=== SET EXERCISE ===
Reproduce each of the rows below word for word, leaving out the pictures.

— Begin DATASET EXCERPTS —

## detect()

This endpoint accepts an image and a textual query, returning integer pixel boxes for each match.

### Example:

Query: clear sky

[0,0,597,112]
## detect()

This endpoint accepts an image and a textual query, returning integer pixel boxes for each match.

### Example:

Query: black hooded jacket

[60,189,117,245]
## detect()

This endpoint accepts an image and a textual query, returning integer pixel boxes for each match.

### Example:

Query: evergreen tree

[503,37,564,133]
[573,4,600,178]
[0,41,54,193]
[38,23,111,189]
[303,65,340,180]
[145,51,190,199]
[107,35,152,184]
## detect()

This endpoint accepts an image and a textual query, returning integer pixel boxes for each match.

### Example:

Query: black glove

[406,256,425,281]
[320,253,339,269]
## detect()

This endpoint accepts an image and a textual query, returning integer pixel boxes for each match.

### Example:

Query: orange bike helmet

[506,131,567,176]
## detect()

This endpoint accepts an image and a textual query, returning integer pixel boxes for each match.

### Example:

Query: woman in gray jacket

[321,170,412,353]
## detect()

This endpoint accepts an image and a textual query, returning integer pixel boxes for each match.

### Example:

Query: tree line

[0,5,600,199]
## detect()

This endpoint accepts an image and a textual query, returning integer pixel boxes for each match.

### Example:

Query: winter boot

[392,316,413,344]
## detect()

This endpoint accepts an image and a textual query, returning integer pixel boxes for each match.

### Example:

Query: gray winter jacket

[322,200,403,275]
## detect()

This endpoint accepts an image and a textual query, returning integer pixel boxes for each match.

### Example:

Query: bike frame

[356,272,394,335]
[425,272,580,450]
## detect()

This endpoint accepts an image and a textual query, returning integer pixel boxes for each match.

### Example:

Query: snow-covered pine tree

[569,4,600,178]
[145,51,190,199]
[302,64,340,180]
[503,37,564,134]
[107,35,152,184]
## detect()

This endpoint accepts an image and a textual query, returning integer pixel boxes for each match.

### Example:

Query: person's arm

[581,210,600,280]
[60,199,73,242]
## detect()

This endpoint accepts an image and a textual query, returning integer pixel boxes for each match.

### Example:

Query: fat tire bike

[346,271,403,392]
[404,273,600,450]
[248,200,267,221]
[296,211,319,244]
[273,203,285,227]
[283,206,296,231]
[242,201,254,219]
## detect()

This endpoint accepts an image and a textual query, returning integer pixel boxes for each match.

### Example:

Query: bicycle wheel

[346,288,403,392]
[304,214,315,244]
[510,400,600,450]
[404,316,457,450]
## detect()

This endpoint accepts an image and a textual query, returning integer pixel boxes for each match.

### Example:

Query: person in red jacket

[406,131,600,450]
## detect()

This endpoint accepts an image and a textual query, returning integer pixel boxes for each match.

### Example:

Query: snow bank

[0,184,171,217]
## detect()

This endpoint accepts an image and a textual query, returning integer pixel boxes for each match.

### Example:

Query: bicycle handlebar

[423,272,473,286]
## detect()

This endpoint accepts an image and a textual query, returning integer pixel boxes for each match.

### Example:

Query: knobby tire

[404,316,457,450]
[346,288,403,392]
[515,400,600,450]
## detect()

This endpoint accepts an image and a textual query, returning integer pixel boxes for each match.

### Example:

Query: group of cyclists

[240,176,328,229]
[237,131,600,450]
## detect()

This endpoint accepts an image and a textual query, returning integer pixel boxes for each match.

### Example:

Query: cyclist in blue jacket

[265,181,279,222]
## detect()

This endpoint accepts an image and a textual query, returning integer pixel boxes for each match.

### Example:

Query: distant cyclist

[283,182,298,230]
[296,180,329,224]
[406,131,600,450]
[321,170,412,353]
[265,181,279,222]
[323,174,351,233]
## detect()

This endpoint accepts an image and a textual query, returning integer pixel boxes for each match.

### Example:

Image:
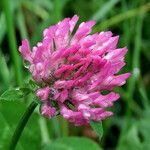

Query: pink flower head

[19,15,130,125]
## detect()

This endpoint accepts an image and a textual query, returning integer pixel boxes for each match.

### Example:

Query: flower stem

[9,101,37,150]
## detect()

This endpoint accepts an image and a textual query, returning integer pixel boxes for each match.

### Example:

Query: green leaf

[0,101,42,150]
[90,121,103,139]
[43,137,102,150]
[92,0,119,21]
[0,87,31,101]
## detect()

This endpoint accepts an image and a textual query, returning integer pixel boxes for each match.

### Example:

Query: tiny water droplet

[23,60,30,69]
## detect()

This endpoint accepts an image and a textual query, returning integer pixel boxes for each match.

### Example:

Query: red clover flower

[19,15,130,125]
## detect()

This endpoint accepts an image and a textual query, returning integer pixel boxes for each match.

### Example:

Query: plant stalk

[9,101,38,150]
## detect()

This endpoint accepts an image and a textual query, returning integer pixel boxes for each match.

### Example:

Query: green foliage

[43,137,102,150]
[0,87,32,101]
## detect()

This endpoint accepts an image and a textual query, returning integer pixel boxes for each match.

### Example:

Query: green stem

[2,0,22,85]
[9,101,37,150]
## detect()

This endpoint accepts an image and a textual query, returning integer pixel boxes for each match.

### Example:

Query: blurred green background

[0,0,150,150]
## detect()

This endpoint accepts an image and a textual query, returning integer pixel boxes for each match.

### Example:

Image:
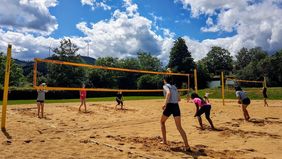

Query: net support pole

[33,60,37,88]
[221,71,225,105]
[1,44,12,130]
[194,68,198,94]
[263,77,267,88]
[187,75,190,95]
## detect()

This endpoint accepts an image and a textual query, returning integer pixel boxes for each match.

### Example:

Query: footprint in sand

[24,140,32,144]
[2,140,12,145]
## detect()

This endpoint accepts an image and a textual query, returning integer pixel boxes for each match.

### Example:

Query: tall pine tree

[168,37,195,88]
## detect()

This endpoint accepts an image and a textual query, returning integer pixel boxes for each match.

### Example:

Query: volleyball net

[33,58,191,92]
[225,78,266,91]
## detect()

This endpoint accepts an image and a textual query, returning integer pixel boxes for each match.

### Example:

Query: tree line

[0,38,282,89]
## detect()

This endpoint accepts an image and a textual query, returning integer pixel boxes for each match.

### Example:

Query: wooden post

[33,60,37,88]
[221,71,225,105]
[194,68,198,94]
[1,44,12,130]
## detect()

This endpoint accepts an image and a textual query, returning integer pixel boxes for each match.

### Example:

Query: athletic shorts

[116,98,123,105]
[163,103,180,117]
[242,97,251,105]
[196,105,211,118]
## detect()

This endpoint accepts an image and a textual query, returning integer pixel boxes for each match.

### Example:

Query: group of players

[37,76,268,151]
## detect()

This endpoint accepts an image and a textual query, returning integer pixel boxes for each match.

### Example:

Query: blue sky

[0,0,282,63]
[50,0,234,40]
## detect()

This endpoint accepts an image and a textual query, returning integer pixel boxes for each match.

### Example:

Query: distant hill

[13,56,96,76]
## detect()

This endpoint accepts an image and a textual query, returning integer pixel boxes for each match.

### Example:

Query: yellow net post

[33,60,37,87]
[221,71,225,105]
[1,44,12,130]
[194,68,198,94]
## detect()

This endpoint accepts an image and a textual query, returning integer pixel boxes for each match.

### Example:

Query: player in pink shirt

— End DATASET EXCERPTS —

=== ANSWER BELOW ===
## detect()

This endpoint accepts an image and a textual query, returning integer pixel boxes for each match.

### Example:

Query: clear sky

[0,0,597,112]
## detect()

This endpoint accepts an image and a textual query, returning integer pixel boxes for each match.

### Example:

Query: black hooded jacket

[60,189,117,245]
## detect()

This endpoint accepts an image and a textual query, returning integer pixel boxes for each match.

### Example:

Query: evergreen tree

[503,37,564,133]
[573,4,600,178]
[0,41,54,193]
[38,23,111,189]
[303,65,340,180]
[145,51,190,199]
[107,35,152,184]
## detect()

This endpoint accepts an image and a textual query, returning integer pixel boxes for each match.

### Example:

Query: black glove

[406,256,425,281]
[320,253,339,269]
## detect()

This endpoint accepts an image and a textual query, returning integer pixel boxes for each match.

### Example:

Query: orange bike helmet

[506,131,567,176]
## detect()

This endpoint accepts an image and a textual query, returning integer pixel boxes for each match.

### Example:

Query: woman in gray jacket

[321,170,412,353]
## detect()

This endpoint accepts an image and a textual query, returning integer pixel boxes for each match.

### Example:

Query: tree line

[0,5,600,199]
## detect()

This endpoint accepts an image and a textual query, returning integer pixel boxes for each match.

### Example:

Query: winter boot

[392,316,413,344]
## detect()

This endpoint accepts an image and a textual query, returning integer pixel boxes for each match.

### Example:

Query: gray winter jacket

[322,200,403,275]
## detect()

This endpoint accepts an image and a textual query, returning integer pixel boxes for each match.

### Example:

Query: bike frame

[356,272,394,335]
[425,272,580,450]
## detect()

This endpoint accepts an image and a textual query, returning integer pixel boxes for each match.

### Example:

Query: snow-covered pine tree

[569,4,600,178]
[145,51,190,199]
[302,64,340,180]
[503,37,564,134]
[107,35,152,184]
## detect()

This endpoint accepts an image and a textual query, returning integer pixel boxes for each match.

### Example:

Query: person's arm

[581,210,600,280]
[60,199,73,242]
## detect()

This endpoint accepts an image and a textual query, returning integer pixel boxes for each match.

### Example:

Query: fat tire bike

[346,271,403,392]
[404,273,600,450]
[248,200,267,221]
[296,211,319,244]
[273,203,285,227]
[283,206,296,231]
[242,201,254,219]
## detect()

This endpoint accepts an image and a textual query, returning integer pixel boxes for each match.

### Example:

Query: bicycle wheel

[346,288,403,392]
[304,214,315,244]
[510,400,600,450]
[404,316,457,450]
## detect()

This endpoint accepts an image and a textual query, returning integer pixel boxes for each match.

### Example:

Query: person in red jacket

[406,131,600,450]
## detect()

This endpoint accepts an image and a textual query, returning integer pixel boxes for each match.

### Example:

Query: snow bank

[0,184,171,217]
## detect()

This endpoint accepts an image and a textual query, returning integer pixel boxes for each match.

### Example:

Query: bicycle handlebar

[423,272,473,286]
## detect()

This endpoint accepts an image and a textual query, returning integer pixel boxes for each match.

### Example:

Query: knobby tire

[404,316,457,450]
[346,288,403,392]
[515,400,600,450]
## detect()

This endpoint accepts an image and a textual query, returning integer pixel boxes for each match.

### Example:

Query: group of cyclists

[240,176,328,229]
[237,131,600,450]
## detect()

This endpoint accepts an image and a textual query, returning integer pixel boxes for each match.

### Example:

Query: cyclist in blue jacket

[265,181,279,222]
## detect()

This endpoint accepts an image and a textual query, returning integer pixel boxes for each match.

### Example:

Query: distant cyclist

[283,182,298,230]
[296,180,329,224]
[406,131,600,450]
[321,170,412,353]
[265,181,279,222]
[323,174,351,233]
## detect()

This endpoint accepts an image and a textual query, returning integer pixel boxes for each match.

### Example:

Image:

Query: pink flower head

[19,15,130,125]
## detect()

This endpoint accepts an image and a textual query, returning integer pixel boxes for each match.

### Example:

Query: flower stem

[9,101,37,150]
## detect()

This endpoint accepts an image and a textual query, returning integer pixel boxes for each match.

### Example:

Query: green leaf

[0,101,42,150]
[90,121,103,139]
[43,137,102,150]
[92,0,119,21]
[0,87,31,101]
## detect()

This endpoint accepts an image and a textual query, returning integer pixel boxes for each match.

### Example:

Query: tiny water droplet

[23,60,30,69]
## detect()

This endpoint accepts an image and a textual query, returning integer pixel boxes for each match.

### Example:

Query: red clover flower

[19,15,130,125]
## detect()

This endpoint accepts an image and a textual query, returning integer pixel boxes for each match.

### Example:

Query: plant stalk

[9,101,38,150]
## detect()

This endpoint accepts an image and a textual query, returning integer pixel boxes for each match.

### Example:

Query: green foliage

[43,137,102,150]
[0,87,32,101]
## detect()

This endpoint accepts an image and a textual query, returning integer pixel boxes for each match.

### Example:

Query: green stem

[2,0,22,85]
[9,101,37,150]
## detect()

This endpoint accepts an image and a textual query, returning integer pixel boxes for each match.

### Example:

Query: blurred green background

[0,0,150,150]
## detect()

This endpoint accepts an image and a textual query, returning integer pixel boxes for each match.

### Example:

Image:

Query: net support pole

[33,60,37,88]
[221,71,225,105]
[1,44,12,130]
[194,68,198,94]
[263,77,267,88]
[187,75,190,95]
## detect()

This endpoint accepts an image and a textual query, returning integer pixel boxes for each match.

### Example:

Query: footprint in sand

[24,140,32,144]
[2,140,12,145]
## detect()

This endpoint accepts an image and a textual query, returning integer pixel boxes for each match.

### Example:

Query: tall pine tree

[168,37,195,88]
## detect()

This endpoint accepts an image and a textual query, returning integer pixel boxes for each match.

### Example:

Query: volleyball net

[33,58,191,92]
[225,78,266,91]
## detect()

This endpoint accepts an image and a textual query, returning integer pixel boxes for each match.

### Example:

Query: tree line

[0,38,282,89]
## detect()

This endpoint accepts an image and a textual query, returning integer pixel boxes for each match.

### Example:

Query: wooden post

[33,60,37,88]
[221,71,225,105]
[194,68,198,94]
[1,44,12,130]
## detect()

This endpoint accepts an image and a textual query, returning integer pixel boxes for each match.

### Example:

Query: athletic shorts

[116,98,123,105]
[163,103,180,117]
[242,97,251,105]
[196,105,211,118]
## detect()

This endpoint accepts an image and a textual query, returning integer pixel boxes for each match.

### Example:

Query: group of players

[37,76,268,151]
## detect()

This endpoint accepts an image and a textual query, returning integer pixel boxes for each match.

### Example:

Query: blue sky

[0,0,282,63]
[50,0,234,40]
## detect()

This endpoint accepts an image and a textual query, returning integer pixel boxes for each match.

### Example:

Query: distant hill

[13,56,96,76]
## detect()

This endpoint accepts an image and a textual query, returning integer pixel boxes for each match.

### Example:

Query: yellow net post

[33,60,37,87]
[221,71,225,105]
[1,44,12,130]
[194,68,198,94]
## detect()

This endpoint accepts an image and a textual query, returning integer pixel boxes for each match.

### Example:

Query: player in pink shirt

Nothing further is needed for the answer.